Carbon Farming Partnership

Since 2011 American Climate Partners, through its SoilKeepers program, has been providing residential, commercial, agricultural, and conservation services to Virginia landowners that provide the twin co-benefits of atmospheric carbon sequestration and enhancement of land and water biodiversity. As a direct result of our services, our landowner clients have captured carbon and created grassland and pollinator habitat on over one thousand acres, most in rural areas of Virginia.

Tapping lessons learned from this decade of vegetation and soil health management experience and our resulting knowledge and expertise, we’re now working with partners across the entire Southeastern United States, including Alabama, Arkansas, Florida, Georgia, Kentucky, Louisiana, Mississippi, North Carolina, South Carolina, Tennessee, Virginia, and Puerto Rico. In 2023 the USDA’s Natural Resources Conservation Services selected American Climate Partners as one of four partnerships to support and expand measurement and monitoring of carbon in soil on working agricultural lands and to assess how climate-smart practices are affecting carbon sequestration.

□ □ □ □

## WORK INSTRUCTION A
Write out the part of the carbon farming text starting with "Since 2011 American" and going on through "areas of Virginia.".
## WORK INSTRUCTION B
According to the carbon farming text, which agency selected American Climate Partners in 2023 as one of four partnerships?

□ □ □ □

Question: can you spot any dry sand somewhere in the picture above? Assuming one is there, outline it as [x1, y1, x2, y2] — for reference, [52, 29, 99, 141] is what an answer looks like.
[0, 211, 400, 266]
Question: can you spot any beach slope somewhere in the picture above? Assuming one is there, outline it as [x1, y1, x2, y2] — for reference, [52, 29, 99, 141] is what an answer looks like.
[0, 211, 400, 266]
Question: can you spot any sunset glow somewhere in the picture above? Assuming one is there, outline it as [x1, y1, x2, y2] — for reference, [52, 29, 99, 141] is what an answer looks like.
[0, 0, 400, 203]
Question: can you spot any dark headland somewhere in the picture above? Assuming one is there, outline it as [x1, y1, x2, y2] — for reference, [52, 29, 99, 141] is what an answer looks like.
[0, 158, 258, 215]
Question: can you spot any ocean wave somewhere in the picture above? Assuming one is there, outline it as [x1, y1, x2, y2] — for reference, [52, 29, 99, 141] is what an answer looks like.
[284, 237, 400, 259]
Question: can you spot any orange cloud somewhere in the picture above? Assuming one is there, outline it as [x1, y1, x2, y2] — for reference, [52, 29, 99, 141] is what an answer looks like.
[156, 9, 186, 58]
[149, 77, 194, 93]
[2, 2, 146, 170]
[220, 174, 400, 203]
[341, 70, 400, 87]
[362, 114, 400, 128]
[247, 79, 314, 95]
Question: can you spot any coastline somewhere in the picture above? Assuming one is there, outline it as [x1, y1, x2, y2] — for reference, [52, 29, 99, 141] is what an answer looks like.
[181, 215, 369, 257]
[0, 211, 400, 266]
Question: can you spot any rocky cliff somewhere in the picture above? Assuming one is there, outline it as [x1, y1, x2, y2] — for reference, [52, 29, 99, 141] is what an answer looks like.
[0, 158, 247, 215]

□ □ □ □

## TASK ANSWER A
Since 2011 American Climate Partners, through its SoilKeepers program, has been providing residential, commercial, agricultural, and conservation services to Virginia landowners that provide the twin co-benefits of atmospheric carbon sequestration and enhancement of land and water biodiversity. As a direct result of our services, our landowner clients have captured carbon and created grassland and pollinator habitat on over one thousand acres, most in rural areas of Virginia.

## TASK ANSWER B
The USDA's Natural Resources Conservation Services selected American Climate Partners in 2023.